— START INFORMATION SUPPLIED —

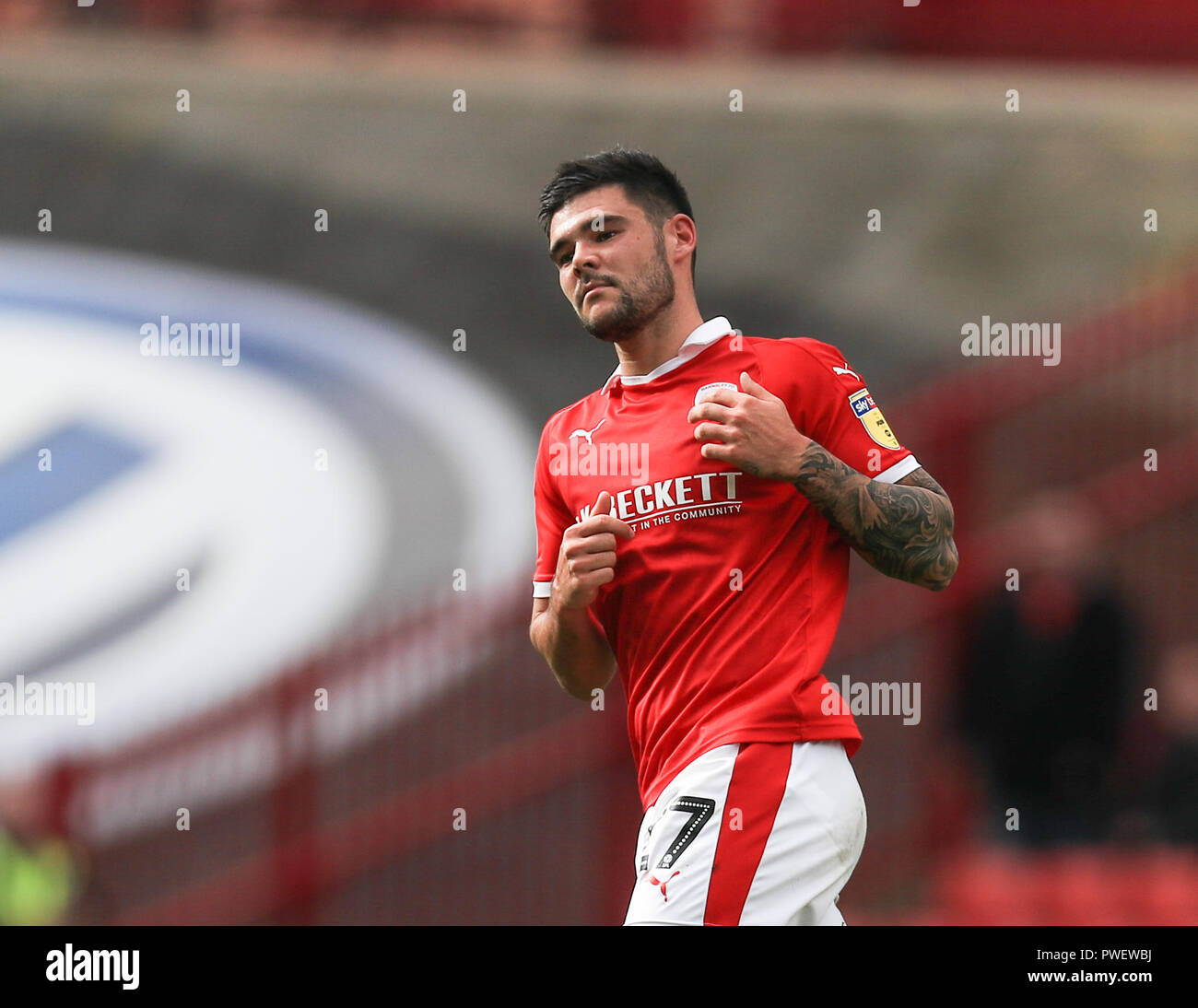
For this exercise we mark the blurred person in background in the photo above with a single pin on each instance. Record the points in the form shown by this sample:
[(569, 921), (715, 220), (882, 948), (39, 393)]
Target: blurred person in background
[(1169, 799), (40, 869), (1047, 673)]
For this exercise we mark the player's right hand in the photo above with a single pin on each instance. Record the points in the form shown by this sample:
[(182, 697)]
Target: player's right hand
[(587, 558)]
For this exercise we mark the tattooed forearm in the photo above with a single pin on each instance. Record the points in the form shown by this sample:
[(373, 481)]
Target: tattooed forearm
[(902, 529)]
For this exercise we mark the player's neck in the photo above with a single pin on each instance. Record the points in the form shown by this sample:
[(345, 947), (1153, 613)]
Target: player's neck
[(659, 341)]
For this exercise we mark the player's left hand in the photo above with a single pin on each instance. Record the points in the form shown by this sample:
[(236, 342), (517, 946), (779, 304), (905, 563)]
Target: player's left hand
[(751, 430)]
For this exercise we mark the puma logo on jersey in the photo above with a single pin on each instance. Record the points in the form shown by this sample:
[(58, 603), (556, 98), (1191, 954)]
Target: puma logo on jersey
[(587, 435), (660, 885)]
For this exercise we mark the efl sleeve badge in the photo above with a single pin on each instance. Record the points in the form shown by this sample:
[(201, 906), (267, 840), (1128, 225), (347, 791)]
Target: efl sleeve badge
[(870, 416)]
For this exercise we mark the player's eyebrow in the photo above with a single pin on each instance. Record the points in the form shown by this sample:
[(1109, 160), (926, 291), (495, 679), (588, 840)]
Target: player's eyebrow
[(607, 218)]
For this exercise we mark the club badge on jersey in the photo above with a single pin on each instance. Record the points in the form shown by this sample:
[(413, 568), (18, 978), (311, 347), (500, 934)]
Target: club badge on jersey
[(871, 418)]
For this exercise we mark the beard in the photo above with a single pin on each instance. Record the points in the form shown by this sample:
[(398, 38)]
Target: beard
[(647, 297)]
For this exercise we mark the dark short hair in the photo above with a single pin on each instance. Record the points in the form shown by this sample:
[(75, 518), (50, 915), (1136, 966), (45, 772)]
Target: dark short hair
[(648, 183)]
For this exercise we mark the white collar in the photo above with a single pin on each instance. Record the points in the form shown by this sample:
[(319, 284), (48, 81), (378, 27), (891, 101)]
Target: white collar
[(703, 336)]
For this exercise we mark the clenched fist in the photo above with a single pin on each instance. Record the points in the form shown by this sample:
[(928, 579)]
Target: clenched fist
[(587, 558)]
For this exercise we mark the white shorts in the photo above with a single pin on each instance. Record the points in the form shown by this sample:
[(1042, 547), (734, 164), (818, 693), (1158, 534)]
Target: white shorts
[(751, 833)]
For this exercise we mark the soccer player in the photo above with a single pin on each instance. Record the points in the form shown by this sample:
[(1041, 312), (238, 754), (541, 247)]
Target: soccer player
[(694, 520)]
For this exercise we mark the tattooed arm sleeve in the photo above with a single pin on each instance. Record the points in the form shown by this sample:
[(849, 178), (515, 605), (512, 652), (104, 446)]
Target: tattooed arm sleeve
[(903, 529)]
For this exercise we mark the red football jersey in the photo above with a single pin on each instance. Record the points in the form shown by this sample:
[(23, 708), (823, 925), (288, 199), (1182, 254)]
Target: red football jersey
[(726, 601)]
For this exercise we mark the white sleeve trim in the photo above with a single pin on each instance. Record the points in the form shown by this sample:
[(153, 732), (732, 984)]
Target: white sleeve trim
[(898, 469)]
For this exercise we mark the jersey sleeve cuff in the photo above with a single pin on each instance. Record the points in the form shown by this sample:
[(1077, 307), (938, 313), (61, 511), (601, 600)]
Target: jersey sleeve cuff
[(901, 468)]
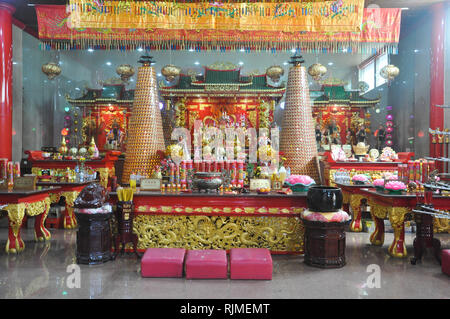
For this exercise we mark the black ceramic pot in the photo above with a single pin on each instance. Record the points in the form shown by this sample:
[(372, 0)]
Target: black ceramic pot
[(324, 199)]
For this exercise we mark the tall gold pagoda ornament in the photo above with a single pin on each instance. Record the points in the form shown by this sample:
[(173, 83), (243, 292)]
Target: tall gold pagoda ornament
[(145, 130), (297, 139)]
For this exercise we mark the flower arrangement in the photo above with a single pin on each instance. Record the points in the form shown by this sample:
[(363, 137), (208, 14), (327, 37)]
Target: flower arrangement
[(299, 183), (395, 186), (338, 217), (388, 154), (360, 179), (379, 184)]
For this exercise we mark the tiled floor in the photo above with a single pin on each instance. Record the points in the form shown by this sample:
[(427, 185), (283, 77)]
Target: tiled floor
[(41, 272)]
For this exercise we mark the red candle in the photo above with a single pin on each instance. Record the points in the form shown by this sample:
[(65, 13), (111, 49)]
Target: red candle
[(203, 166)]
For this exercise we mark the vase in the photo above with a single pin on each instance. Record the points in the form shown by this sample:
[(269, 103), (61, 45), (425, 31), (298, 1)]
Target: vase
[(395, 191), (324, 199)]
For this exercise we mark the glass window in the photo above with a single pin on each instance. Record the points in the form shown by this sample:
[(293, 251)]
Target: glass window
[(366, 74), (381, 62)]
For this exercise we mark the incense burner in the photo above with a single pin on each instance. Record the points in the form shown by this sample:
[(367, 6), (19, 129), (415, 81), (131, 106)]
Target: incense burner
[(207, 181)]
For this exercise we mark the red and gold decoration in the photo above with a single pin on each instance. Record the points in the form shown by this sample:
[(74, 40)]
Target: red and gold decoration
[(297, 140), (379, 29), (34, 204), (105, 113), (170, 72), (51, 70), (125, 71), (145, 132), (344, 15), (389, 72), (317, 70), (275, 72)]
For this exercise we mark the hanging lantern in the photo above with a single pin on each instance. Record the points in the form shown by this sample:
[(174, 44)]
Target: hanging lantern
[(170, 72), (275, 72), (125, 71), (52, 70), (363, 87), (317, 70), (389, 72)]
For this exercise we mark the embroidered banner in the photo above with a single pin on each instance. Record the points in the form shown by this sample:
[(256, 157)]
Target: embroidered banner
[(330, 16), (380, 28)]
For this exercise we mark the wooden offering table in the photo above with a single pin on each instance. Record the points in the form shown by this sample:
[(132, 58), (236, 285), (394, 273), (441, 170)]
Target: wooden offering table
[(70, 192), (395, 207), (329, 166), (218, 221), (104, 166), (352, 197), (29, 202)]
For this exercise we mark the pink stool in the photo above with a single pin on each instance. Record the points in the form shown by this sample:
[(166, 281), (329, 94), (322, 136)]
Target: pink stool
[(445, 261), (206, 264), (163, 262), (250, 263)]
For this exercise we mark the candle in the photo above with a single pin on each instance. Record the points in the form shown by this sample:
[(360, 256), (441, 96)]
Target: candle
[(240, 178), (172, 173), (411, 171), (233, 173), (183, 180), (3, 168), (203, 166)]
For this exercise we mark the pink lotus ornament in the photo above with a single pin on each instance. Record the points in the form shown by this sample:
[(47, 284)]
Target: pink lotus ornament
[(299, 183), (395, 186), (360, 179), (378, 182)]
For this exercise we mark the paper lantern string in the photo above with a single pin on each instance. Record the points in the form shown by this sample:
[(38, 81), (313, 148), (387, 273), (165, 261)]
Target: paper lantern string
[(297, 59)]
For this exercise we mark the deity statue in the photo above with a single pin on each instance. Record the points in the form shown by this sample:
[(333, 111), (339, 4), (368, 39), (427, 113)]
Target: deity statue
[(361, 135), (115, 136), (380, 134)]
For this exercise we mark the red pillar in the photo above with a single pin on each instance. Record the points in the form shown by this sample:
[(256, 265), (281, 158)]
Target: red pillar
[(6, 11), (437, 74)]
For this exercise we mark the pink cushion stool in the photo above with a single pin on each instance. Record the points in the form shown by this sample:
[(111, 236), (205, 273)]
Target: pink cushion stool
[(250, 263), (206, 264), (163, 262), (445, 261)]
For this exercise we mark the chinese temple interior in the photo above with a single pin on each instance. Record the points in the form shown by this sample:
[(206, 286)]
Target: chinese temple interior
[(281, 150)]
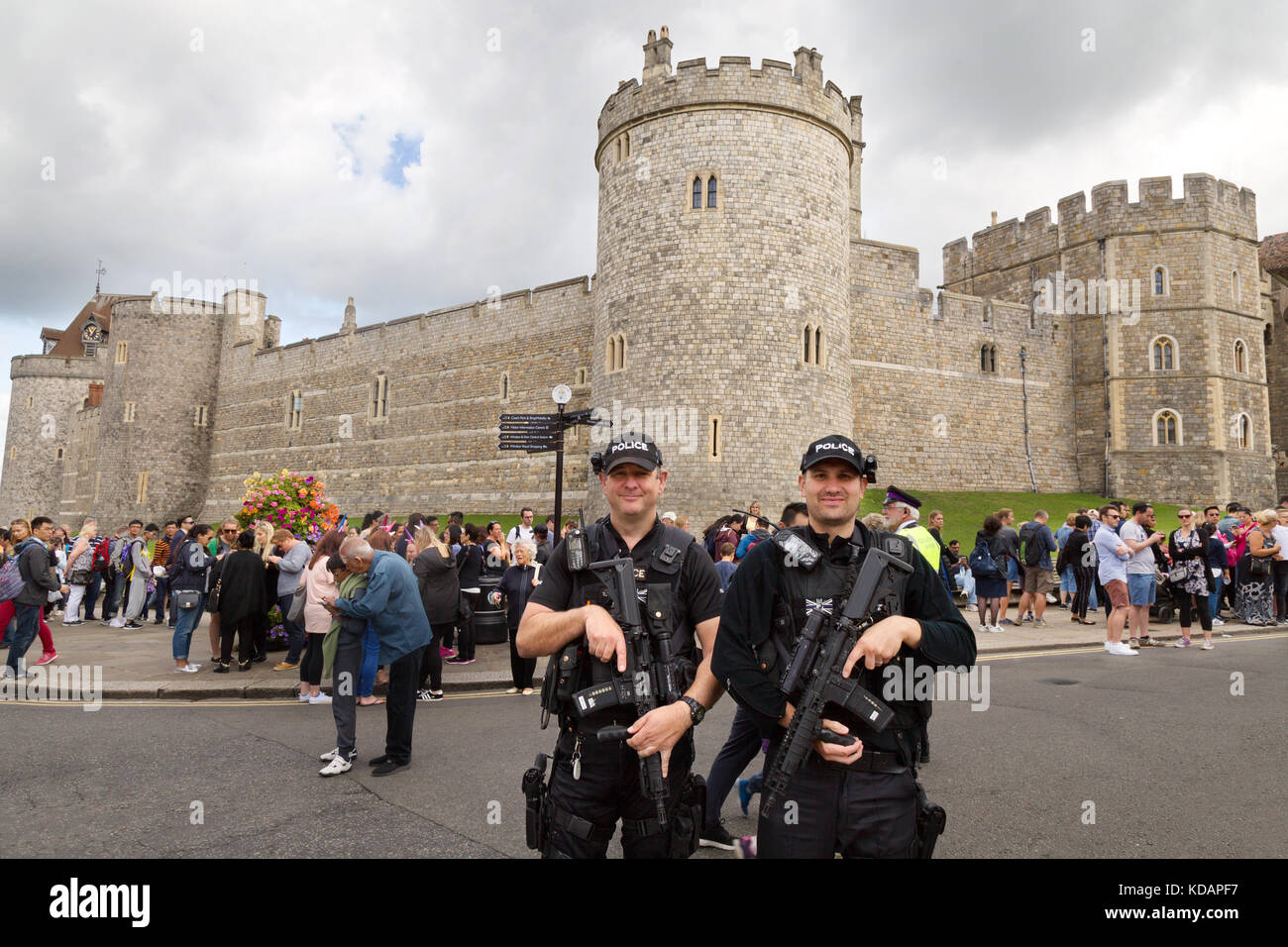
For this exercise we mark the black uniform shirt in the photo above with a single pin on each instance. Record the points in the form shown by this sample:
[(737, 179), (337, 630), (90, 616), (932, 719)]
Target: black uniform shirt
[(699, 583), (745, 621)]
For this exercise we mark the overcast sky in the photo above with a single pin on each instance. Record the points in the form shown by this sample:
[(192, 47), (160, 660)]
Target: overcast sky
[(413, 155)]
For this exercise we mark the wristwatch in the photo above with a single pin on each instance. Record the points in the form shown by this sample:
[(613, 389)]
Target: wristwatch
[(696, 710)]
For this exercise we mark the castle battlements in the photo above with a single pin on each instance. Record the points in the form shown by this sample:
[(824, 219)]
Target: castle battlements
[(54, 367), (1206, 204), (492, 305), (774, 86)]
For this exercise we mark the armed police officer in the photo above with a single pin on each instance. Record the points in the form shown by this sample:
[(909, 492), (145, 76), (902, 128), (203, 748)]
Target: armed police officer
[(595, 684), (859, 799)]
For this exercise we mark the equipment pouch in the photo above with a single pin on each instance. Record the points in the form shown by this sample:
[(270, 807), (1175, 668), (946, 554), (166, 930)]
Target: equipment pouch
[(535, 792), (570, 663), (930, 825), (688, 819), (549, 705)]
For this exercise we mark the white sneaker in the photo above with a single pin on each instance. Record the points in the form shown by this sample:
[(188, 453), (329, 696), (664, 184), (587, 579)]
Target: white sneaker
[(335, 767)]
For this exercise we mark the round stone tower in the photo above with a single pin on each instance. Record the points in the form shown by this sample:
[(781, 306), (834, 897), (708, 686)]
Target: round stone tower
[(721, 294)]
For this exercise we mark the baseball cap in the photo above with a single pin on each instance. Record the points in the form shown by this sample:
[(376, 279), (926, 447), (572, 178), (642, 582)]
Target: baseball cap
[(832, 447), (632, 449)]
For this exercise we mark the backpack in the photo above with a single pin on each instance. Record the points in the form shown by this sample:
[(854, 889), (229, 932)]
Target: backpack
[(196, 557), (102, 554), (11, 579), (982, 562), (1031, 551)]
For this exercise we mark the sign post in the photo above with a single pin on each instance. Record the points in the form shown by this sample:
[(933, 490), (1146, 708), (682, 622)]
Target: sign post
[(541, 433)]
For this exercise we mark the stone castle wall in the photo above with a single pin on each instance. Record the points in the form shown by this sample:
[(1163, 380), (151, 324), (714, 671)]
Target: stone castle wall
[(46, 393), (923, 405), (713, 302), (1274, 308), (711, 307), (1201, 239), (170, 369), (437, 449)]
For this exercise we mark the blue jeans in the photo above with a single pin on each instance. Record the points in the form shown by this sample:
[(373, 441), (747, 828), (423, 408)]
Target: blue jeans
[(25, 633), (95, 583), (1141, 589), (159, 598), (294, 630), (183, 628), (370, 661)]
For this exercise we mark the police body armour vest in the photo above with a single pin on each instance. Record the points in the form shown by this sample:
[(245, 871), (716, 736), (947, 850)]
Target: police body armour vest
[(822, 589), (661, 604)]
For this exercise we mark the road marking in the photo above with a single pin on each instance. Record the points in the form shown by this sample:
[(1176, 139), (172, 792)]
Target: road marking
[(1100, 648), (163, 703)]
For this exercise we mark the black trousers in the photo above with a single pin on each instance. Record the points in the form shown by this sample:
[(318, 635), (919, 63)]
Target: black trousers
[(520, 668), (828, 809), (432, 661), (244, 630), (400, 705), (741, 748), (1083, 578), (348, 660), (609, 789)]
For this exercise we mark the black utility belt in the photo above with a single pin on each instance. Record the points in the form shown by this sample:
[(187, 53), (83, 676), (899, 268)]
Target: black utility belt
[(871, 762)]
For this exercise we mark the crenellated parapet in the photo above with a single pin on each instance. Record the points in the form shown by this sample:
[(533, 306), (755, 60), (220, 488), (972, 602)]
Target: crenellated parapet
[(1206, 204), (777, 85)]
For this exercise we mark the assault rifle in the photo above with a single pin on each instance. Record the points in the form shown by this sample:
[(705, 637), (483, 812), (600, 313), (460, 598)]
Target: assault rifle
[(649, 682), (818, 659)]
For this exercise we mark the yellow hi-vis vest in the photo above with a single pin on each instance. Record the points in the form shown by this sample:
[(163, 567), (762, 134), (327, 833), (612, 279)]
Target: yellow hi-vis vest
[(925, 541)]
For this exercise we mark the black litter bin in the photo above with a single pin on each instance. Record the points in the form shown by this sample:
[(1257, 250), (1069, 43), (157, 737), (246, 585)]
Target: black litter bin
[(488, 618)]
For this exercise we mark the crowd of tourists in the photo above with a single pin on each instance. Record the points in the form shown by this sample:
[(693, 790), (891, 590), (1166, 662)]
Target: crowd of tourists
[(1212, 566)]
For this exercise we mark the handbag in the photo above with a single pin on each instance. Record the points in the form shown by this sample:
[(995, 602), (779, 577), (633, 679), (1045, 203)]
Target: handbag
[(296, 611)]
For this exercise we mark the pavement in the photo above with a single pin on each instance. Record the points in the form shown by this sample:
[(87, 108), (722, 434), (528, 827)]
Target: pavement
[(137, 665), (1173, 754)]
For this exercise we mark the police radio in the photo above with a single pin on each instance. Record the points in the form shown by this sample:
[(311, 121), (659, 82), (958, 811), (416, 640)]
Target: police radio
[(579, 557), (868, 468)]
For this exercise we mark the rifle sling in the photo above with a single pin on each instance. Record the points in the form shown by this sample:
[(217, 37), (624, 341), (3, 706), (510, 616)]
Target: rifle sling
[(589, 831)]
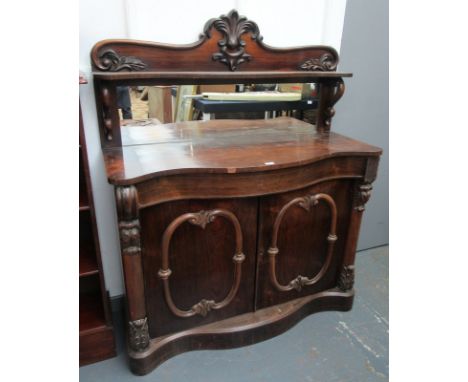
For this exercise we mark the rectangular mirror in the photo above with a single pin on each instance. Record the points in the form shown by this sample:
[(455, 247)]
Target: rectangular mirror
[(146, 107)]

— END INFORMATION SUPPLIED —

Could you output the stretch of the items above that opens with the line containing "For this exercise we mark the pink stool" and closes with the line containing "[(699, 583), (745, 621)]" as a numbered list, skipping blank lines? Omit the pictures from your answer.

1. For this exercise we mark the pink stool in the photo above with a single pin on each instance. Record the points in the form shown by this sample:
2. [(166, 281), (329, 94), (322, 136)]
3. Target: pink stool
4. [(445, 261), (206, 264), (163, 262), (250, 263)]
5. For this exercise we mark the candle in the photo above with a single pin on each instance. Record the points in the form shown by this sample:
6. [(360, 256), (441, 96)]
7. Target: candle
8. [(240, 178), (172, 173), (411, 171), (233, 173), (183, 180), (3, 168), (203, 166)]
9. For this exercise we mark the pink lotus ornament in the photo above with a single pin on each instance. Record the points in the form shown by this sample:
10. [(47, 284)]
11. Target: pink lotus ornament
12. [(299, 183), (395, 186), (360, 179), (378, 182)]
13. For this exercise we mark the paper lantern string in the photo above with a single pin on each instance. Record the points in the form shown by this sample:
14. [(38, 81), (313, 148), (387, 273), (165, 261)]
15. Target: paper lantern string
16. [(297, 59)]
17. For this exercise we mark the deity statue in the photo above with a single pin on each instance. Record the points in the form shown by this sample:
18. [(333, 111), (339, 4), (368, 39), (427, 113)]
19. Target: deity statue
20. [(361, 135), (115, 136), (380, 134)]
21. For this exercise we mark the red pillar in the photo above with a single pin on each instance. Record the points in the form shown by this sample:
22. [(256, 265), (281, 158)]
23. Target: red pillar
24. [(6, 11), (437, 74)]
25. For this exercise we mark the pink cushion stool in the photo above with a single pin on each instance. Record the points in the form shown by this sample:
26. [(111, 236), (205, 273)]
27. Target: pink cushion stool
28. [(250, 263), (206, 264), (163, 262), (445, 261)]
29. For this exercise we mark the chinese temple interior in the photo above with a single pin on each instance. Record the points in the form shown by this sample:
30. [(206, 286)]
31. Target: chinese temple interior
32. [(281, 150)]
33. For this exercise we mark the black uniform shirt in the photo above with a single pin on each instance. Record the points in the form shown by this sample:
34. [(737, 179), (337, 630), (90, 616), (932, 719)]
35. Target: black uniform shirt
36. [(699, 583), (745, 621)]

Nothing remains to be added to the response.